From the entries that follow, extract each line holding the string "below".

** Dataset entries **
───

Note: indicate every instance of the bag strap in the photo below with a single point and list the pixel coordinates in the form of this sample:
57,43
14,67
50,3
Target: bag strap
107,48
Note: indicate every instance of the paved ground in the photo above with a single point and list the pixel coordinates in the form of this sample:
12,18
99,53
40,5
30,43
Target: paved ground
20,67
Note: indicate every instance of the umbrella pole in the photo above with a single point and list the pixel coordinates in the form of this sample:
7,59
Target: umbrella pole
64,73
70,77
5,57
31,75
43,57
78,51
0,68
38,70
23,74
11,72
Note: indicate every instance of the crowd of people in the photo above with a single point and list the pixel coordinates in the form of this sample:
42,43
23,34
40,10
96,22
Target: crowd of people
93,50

───

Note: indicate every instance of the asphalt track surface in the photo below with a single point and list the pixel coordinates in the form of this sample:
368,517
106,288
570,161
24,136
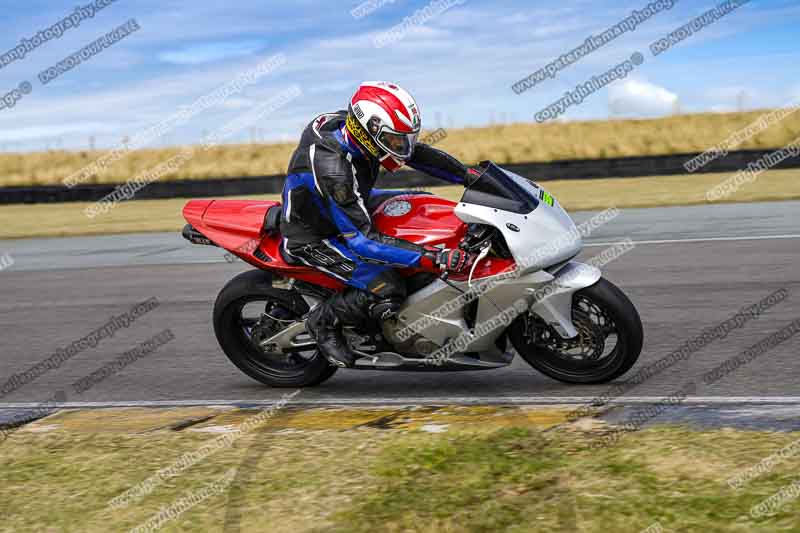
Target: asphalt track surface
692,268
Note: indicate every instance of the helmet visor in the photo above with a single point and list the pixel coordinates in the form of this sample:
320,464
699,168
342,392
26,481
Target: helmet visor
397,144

───

** Answer to this exercise **
Note: indicate every instance of the bag strap in the photo below with a single point and list the pixel coordinates in the form of this sample:
Note: indicate every instance of the asphalt track surface in the photo below with a single point and list the pixel coordinates in the form of this sample:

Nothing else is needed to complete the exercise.